━━━━━ Data lines

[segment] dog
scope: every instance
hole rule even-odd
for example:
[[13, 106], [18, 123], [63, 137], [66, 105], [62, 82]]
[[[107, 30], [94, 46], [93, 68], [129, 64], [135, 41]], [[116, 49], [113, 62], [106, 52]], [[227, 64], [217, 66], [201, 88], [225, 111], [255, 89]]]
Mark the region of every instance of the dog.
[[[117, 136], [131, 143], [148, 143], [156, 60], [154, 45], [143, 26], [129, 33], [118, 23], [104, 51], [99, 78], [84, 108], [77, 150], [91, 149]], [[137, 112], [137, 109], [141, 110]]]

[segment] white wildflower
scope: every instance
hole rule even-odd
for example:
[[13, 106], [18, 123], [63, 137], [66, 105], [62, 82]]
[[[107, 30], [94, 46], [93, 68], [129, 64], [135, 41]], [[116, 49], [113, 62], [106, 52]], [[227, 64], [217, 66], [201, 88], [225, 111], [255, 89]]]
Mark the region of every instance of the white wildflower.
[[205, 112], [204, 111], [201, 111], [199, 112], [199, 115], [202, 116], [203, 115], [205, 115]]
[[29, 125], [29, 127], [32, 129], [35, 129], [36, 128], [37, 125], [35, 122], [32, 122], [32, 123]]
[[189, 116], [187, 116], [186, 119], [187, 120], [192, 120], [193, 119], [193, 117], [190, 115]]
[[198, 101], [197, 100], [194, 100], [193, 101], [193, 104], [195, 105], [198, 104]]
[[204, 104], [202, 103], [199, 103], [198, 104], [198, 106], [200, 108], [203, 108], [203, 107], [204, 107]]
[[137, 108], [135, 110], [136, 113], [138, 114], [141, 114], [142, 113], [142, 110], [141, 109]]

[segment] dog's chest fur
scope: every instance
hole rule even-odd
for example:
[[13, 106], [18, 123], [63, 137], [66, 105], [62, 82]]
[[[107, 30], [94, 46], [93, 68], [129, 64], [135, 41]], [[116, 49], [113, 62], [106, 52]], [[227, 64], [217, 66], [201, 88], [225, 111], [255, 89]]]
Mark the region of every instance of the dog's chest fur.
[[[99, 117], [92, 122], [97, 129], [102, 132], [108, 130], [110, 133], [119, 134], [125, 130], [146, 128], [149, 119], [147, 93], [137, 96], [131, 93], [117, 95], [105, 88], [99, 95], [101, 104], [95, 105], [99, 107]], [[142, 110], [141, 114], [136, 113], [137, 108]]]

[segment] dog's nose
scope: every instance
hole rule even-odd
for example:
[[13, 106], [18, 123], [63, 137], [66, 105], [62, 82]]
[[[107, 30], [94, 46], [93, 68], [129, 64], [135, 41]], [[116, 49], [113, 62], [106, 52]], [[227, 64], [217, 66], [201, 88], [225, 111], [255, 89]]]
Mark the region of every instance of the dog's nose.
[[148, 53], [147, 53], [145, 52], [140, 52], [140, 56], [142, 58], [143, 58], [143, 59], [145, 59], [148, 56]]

━━━━━━━━━━

**Required work**. In the listing above, rename every "hole rule" to "fill rule" and reproduce the whole listing with nothing else altered.

**Response to the exercise**.
[segment] dog
scope: every instance
fill rule even-odd
for example:
[[13, 106], [18, 123], [63, 137], [66, 105], [62, 82]]
[[[107, 30], [94, 46], [93, 68], [129, 64], [135, 41]], [[116, 49], [113, 62], [106, 52]], [[227, 64], [217, 66], [201, 88], [225, 111], [255, 89]]]
Mark the region of every instance of the dog.
[[[117, 136], [131, 143], [148, 143], [156, 60], [154, 45], [143, 26], [129, 33], [118, 23], [104, 51], [99, 78], [84, 108], [77, 150], [91, 149]], [[137, 112], [137, 109], [141, 110]]]

[segment] white wildflower
scope: every instance
fill rule even-odd
for example:
[[13, 106], [18, 123], [63, 137], [66, 105], [62, 82]]
[[[107, 30], [94, 46], [93, 68], [129, 64], [135, 41]], [[116, 49], [113, 62], [106, 52]], [[227, 64], [217, 66], [201, 88], [225, 111], [255, 89]]]
Mark the region of every instance of the white wildflower.
[[205, 112], [204, 111], [201, 111], [199, 112], [199, 115], [202, 116], [203, 115], [205, 115]]
[[29, 125], [29, 127], [32, 129], [35, 129], [36, 128], [37, 125], [35, 122], [32, 122], [32, 123]]
[[189, 116], [187, 116], [186, 119], [187, 120], [192, 120], [193, 119], [193, 117], [190, 115]]
[[198, 101], [197, 100], [194, 100], [193, 101], [193, 104], [195, 105], [198, 104]]
[[204, 104], [202, 103], [199, 103], [198, 104], [198, 106], [200, 108], [203, 108], [203, 107], [204, 107]]
[[137, 108], [135, 110], [136, 113], [138, 114], [141, 114], [142, 113], [142, 110], [141, 109]]

[segment] dog's chest fur
scope: every instance
fill rule even-odd
for example:
[[13, 106], [18, 123], [63, 137], [66, 105], [62, 82]]
[[[107, 30], [94, 46], [93, 68], [129, 64], [135, 41]], [[116, 49], [113, 62], [106, 52]], [[227, 64], [217, 66], [201, 88], [225, 111], [255, 89]]]
Mark the region of every instance of the dog's chest fur.
[[[99, 117], [92, 122], [97, 129], [102, 132], [108, 130], [110, 133], [119, 134], [125, 130], [146, 128], [149, 119], [147, 93], [137, 96], [131, 93], [117, 95], [105, 88], [99, 95], [101, 104], [95, 105], [99, 107]], [[142, 110], [141, 114], [136, 113], [137, 108]]]

[segment] dog's nose
scope: every instance
fill rule even-odd
for example:
[[13, 106], [18, 123], [63, 137], [66, 105], [62, 82]]
[[[107, 30], [94, 46], [93, 68], [129, 64], [135, 41]], [[116, 49], [113, 62], [106, 52]], [[227, 64], [217, 66], [201, 88], [225, 111], [255, 89]]]
Mark the region of every instance of the dog's nose.
[[148, 53], [147, 53], [145, 52], [140, 52], [140, 56], [142, 58], [143, 58], [143, 59], [145, 59], [148, 56]]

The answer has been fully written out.